Stored records:

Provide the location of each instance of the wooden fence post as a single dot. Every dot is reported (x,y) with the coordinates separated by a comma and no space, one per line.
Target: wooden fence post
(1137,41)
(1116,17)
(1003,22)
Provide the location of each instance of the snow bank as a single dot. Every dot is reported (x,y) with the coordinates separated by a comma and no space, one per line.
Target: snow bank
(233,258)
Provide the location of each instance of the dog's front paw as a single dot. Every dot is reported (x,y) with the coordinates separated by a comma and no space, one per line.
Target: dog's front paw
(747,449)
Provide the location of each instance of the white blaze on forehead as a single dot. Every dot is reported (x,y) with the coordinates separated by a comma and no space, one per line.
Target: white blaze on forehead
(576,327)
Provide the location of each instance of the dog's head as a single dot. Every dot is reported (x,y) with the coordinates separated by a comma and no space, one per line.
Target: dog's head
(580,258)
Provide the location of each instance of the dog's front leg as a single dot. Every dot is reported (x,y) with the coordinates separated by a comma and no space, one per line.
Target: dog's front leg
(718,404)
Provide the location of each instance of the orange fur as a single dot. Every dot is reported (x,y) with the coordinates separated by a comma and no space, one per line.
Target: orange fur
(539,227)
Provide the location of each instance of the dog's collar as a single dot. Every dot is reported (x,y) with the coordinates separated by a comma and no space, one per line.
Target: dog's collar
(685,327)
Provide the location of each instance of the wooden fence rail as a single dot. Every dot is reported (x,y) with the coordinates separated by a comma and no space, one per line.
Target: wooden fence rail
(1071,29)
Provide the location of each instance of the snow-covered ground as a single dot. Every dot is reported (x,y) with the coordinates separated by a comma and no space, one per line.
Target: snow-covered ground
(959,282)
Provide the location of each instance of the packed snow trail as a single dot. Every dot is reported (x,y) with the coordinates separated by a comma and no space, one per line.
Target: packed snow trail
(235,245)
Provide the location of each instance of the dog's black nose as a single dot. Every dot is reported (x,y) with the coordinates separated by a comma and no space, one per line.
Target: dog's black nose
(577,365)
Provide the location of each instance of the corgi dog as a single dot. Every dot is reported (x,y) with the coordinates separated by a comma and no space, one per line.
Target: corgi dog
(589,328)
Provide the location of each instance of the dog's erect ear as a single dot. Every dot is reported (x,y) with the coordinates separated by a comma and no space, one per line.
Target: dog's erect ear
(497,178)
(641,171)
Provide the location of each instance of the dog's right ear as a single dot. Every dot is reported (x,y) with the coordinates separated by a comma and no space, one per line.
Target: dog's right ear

Aim: Edit the records above so that "wooden fence" becomes "timber fence" wherever it occurs, and leave everything else as it is.

Correct answer:
Provide the location of each instance of the timber fence post as a single dot. Every dot is reported (x,y) with the coordinates separated by a comma and no space, one per line.
Target: timber fence post
(1137,41)
(1116,17)
(1003,22)
Provide the location of each instance of the snow bank as a single dot. Every dot is reported (x,y) with the coordinates separated by a comma and no space, one per line.
Target: snow bank
(233,258)
Provide the location of each instance of the dog's front paw as a single dot. Every dot is reported (x,y) with the coordinates separated by a comma and no space, one per line.
Target: dog's front paw
(747,449)
Provide the location of each instance of the white blaze on forehead as a single dot. Every dot is reported (x,y) with the coordinates separated by a comma and no space, one per line.
Target: white blaze on forehead
(576,327)
Provide the location of each instance of the dog's head as a single dot. Every dot is reported (x,y) with the coordinates separated by a comma and no space, one per line.
Target: dog's head
(580,258)
Provide the location of each instance of the dog's front leg as a single dot. Every dot is reported (x,y) with the coordinates separated by a comma and no space, one per line.
Target: dog's front leg
(718,404)
Provide the location of each instance of the orange fur as a single dot. Every dot is reported (x,y) with the coordinates separated by a comma and no space, one per line.
Target: orange fur
(539,227)
Provide the location of each instance of the dog's collar as a single dot. Every dot is reported (x,y) with the coordinates separated by a comma and no space, one per line.
Target: dog's collar
(685,327)
Provide the location of each instance of the timber fence rail as a single dot. Every dot is reported (x,y) with the coordinates separated by a comma and no space, one per line.
Target: timber fence rail
(1071,29)
Provide the location of each instance of the snow-covered ground as a single dot. Every dot is reported (x,y) with the coordinates separated by a comma and no space, one per line.
Target: snow-covered ground
(959,282)
Provide the location of each instance of the packed snow trail as a single dot. Every dot is reported (x,y) with the coordinates separated by a comma and no space, one per line.
Target: packed snow trail
(235,245)
Provide the location of each instance of the dog's black nose as a single dot. Every dot is reported (x,y) with the coordinates separated by a comma and no space, one per line.
Target: dog's black nose
(577,365)
Provide the location of each instance of the corgi dog as a single dot. Every dot is reported (x,y) with the coordinates separated by a comma and no space, one per line.
Target: corgi dog
(589,328)
Provide the location of each instance of the dog's erect ear as a single dot. Every dot is reported (x,y) with the coordinates separated by a comma and no space, one per line.
Target: dog's erect ear
(497,178)
(641,171)
Provide the location of each instance of the dog's right ear as a single dot. Every dot is reported (x,y) with the coordinates separated by a comma and no space, one per line.
Target: dog's right ear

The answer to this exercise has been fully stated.